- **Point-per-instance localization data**
______________________________

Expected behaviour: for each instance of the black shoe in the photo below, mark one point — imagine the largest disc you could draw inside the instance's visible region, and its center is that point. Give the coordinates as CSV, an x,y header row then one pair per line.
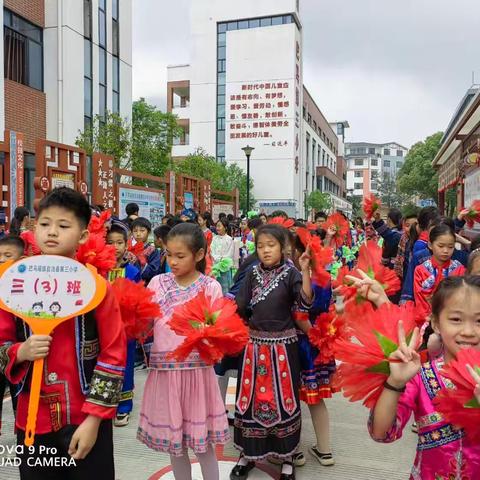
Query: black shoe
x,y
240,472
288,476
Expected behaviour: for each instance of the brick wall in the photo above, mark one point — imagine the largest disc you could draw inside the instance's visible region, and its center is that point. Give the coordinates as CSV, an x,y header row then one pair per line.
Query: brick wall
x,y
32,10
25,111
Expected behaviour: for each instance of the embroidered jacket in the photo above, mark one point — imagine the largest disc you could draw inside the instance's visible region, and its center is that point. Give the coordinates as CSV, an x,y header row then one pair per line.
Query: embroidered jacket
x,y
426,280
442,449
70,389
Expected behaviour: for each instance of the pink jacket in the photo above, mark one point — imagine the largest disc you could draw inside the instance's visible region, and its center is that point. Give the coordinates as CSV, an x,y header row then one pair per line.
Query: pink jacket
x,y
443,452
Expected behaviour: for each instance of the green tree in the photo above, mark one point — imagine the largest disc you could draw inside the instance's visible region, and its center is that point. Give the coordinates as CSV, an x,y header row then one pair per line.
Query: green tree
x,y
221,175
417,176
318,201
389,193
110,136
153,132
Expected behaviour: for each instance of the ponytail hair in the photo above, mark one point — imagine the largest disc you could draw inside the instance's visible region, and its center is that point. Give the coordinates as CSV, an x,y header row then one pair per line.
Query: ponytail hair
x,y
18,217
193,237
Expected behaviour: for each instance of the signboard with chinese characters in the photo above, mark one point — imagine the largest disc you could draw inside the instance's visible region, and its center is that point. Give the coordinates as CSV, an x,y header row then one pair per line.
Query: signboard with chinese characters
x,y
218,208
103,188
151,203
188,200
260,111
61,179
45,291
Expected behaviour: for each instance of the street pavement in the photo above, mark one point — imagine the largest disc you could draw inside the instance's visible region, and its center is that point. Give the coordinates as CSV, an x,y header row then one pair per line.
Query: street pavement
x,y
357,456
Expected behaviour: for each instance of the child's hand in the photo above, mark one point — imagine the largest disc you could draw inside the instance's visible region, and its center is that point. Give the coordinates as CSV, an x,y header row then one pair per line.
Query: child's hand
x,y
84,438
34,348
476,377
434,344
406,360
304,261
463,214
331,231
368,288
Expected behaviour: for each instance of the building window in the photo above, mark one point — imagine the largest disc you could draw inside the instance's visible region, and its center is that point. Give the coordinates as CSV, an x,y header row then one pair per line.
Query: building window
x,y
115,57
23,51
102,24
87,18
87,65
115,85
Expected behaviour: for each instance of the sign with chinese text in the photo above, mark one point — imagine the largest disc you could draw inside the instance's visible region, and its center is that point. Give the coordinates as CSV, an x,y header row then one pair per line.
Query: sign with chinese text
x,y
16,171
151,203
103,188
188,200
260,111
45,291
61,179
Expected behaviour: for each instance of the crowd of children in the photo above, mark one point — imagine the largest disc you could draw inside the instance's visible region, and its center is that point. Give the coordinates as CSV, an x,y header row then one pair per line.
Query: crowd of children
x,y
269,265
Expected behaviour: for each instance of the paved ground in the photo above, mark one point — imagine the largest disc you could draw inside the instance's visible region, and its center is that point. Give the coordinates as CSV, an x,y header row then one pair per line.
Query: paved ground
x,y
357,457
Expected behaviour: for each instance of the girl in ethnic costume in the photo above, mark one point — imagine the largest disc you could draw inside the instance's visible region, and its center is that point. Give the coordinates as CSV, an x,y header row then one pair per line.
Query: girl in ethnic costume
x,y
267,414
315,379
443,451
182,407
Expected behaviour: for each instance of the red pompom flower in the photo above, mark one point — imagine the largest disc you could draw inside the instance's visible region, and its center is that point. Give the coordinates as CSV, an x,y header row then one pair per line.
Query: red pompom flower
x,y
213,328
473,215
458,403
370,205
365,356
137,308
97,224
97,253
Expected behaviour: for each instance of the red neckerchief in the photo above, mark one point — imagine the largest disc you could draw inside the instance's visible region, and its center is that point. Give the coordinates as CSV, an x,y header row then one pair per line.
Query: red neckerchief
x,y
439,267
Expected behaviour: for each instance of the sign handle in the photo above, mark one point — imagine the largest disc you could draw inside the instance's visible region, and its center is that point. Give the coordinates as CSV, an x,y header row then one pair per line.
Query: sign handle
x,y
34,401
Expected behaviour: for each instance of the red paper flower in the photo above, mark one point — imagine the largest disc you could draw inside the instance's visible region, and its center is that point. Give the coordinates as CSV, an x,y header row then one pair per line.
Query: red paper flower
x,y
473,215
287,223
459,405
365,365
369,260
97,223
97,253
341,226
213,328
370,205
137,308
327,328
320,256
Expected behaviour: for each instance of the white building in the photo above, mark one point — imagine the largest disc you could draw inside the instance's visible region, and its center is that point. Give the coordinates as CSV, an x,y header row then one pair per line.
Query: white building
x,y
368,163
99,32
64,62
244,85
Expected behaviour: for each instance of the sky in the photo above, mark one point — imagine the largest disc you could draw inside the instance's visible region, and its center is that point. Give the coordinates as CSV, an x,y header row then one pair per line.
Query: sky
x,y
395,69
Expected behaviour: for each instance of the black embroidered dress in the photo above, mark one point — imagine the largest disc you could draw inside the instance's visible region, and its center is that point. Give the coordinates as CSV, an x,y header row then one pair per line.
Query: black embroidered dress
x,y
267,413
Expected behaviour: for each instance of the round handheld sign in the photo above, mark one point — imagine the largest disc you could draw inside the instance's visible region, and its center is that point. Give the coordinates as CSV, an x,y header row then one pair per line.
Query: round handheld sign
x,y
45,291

______________________________

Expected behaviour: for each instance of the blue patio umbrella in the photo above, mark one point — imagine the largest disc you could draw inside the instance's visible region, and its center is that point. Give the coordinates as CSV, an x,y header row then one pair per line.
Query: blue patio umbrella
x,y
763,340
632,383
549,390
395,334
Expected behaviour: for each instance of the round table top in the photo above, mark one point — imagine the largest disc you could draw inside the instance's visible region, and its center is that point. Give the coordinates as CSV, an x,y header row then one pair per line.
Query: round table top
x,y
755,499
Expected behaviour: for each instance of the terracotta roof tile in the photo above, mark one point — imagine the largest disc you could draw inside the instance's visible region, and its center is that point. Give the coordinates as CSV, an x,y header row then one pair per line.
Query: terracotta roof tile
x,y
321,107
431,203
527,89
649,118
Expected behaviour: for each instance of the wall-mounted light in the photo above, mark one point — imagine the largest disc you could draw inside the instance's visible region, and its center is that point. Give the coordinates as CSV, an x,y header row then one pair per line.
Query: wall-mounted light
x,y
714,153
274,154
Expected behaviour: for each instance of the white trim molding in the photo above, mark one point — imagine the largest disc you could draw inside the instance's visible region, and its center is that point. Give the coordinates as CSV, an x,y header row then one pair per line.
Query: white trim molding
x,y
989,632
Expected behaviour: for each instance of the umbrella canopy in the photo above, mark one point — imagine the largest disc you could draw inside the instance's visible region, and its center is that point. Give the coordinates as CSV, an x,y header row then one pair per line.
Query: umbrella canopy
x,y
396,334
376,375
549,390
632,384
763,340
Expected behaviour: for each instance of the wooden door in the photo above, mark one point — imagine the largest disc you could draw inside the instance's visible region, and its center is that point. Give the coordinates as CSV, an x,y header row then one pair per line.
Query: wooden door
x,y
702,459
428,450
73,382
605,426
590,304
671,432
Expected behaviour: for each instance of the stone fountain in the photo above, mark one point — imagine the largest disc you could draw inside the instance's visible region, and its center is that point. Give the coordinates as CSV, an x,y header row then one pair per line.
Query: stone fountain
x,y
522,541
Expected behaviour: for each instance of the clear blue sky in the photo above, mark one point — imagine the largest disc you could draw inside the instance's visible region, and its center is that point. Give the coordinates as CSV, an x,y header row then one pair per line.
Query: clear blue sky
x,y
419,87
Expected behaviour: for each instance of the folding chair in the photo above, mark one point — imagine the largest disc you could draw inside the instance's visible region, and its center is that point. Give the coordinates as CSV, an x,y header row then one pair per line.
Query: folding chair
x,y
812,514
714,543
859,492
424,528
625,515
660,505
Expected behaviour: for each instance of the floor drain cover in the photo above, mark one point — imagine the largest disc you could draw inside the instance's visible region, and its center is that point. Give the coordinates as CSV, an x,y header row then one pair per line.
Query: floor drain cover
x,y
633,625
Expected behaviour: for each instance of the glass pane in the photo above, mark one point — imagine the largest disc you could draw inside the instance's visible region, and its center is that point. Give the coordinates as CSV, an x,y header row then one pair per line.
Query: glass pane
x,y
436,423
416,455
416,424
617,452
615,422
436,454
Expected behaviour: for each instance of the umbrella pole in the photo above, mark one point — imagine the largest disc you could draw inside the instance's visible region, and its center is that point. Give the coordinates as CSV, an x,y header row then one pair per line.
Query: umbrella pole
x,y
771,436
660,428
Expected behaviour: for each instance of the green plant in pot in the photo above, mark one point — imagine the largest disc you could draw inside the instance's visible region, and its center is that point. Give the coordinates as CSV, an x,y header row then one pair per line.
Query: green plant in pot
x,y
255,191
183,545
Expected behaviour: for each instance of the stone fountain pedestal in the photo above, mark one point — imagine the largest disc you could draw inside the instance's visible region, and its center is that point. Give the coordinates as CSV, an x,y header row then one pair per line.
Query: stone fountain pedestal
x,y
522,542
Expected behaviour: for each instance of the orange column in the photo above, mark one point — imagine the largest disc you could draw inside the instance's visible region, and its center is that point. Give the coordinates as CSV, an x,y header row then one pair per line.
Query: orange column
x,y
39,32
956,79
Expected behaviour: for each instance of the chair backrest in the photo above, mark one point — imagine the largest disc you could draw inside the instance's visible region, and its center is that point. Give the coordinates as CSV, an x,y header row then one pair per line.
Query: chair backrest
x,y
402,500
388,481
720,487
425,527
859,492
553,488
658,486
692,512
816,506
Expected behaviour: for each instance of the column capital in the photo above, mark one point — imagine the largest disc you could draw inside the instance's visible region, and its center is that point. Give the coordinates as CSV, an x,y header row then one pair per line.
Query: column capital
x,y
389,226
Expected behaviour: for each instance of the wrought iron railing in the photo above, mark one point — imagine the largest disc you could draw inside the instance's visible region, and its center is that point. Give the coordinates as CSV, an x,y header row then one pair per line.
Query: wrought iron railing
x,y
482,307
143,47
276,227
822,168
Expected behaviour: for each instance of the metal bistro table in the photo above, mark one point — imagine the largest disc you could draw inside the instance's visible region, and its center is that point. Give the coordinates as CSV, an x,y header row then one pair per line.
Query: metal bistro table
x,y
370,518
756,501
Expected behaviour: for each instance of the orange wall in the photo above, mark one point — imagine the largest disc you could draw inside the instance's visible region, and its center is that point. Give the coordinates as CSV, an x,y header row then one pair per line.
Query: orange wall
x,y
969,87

______________________________

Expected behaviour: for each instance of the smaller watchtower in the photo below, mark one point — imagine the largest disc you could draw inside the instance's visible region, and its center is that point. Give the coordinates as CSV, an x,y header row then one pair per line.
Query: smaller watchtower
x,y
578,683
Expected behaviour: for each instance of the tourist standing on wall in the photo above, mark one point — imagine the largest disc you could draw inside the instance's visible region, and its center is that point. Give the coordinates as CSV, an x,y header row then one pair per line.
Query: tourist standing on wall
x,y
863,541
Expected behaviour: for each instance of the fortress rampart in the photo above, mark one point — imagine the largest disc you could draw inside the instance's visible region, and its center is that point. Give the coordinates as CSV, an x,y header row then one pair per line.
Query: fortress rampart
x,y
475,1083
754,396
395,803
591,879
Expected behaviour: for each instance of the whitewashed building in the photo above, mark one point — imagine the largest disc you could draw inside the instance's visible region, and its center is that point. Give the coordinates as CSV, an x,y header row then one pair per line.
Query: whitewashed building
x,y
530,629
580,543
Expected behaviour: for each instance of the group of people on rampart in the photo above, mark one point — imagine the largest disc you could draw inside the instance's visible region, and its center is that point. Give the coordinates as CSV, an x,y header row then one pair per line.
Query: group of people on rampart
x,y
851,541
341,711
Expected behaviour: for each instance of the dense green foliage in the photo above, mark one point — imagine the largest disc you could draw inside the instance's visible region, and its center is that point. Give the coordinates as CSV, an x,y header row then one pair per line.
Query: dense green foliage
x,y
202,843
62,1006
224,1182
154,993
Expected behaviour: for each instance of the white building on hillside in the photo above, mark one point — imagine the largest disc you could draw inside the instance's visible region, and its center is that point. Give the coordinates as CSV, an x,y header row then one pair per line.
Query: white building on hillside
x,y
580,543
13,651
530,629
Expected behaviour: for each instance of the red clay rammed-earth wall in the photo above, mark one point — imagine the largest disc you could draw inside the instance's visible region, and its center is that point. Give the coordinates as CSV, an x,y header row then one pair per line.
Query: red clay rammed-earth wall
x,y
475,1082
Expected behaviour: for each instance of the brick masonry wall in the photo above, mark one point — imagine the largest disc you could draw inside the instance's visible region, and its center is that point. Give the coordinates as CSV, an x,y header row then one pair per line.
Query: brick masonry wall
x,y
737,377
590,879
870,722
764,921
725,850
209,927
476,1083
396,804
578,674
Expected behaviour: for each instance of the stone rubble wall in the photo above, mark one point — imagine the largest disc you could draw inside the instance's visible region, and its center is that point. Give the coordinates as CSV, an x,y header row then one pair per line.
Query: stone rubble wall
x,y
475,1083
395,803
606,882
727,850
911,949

______________________________

- **EXERCISE AIM**
Check the lines above and copy each one that includes "below".

- **EXPECTED ANSWER**
Expected behaviour: for each instance of the black shoe in the photo below, mark one point — imagine the largest disc you could draw inside the instance's visible region, and its center is that point. Give the coordinates as CSV, an x,y header row then one pair per line.
Expected behaviour: for each instance of the smaller watchtower in the photo below, mark one point — imagine the largest disc you could draw inside the instance's visible region, and its center is that point. Give the coordinates as CSV, an x,y header row then one pair per line.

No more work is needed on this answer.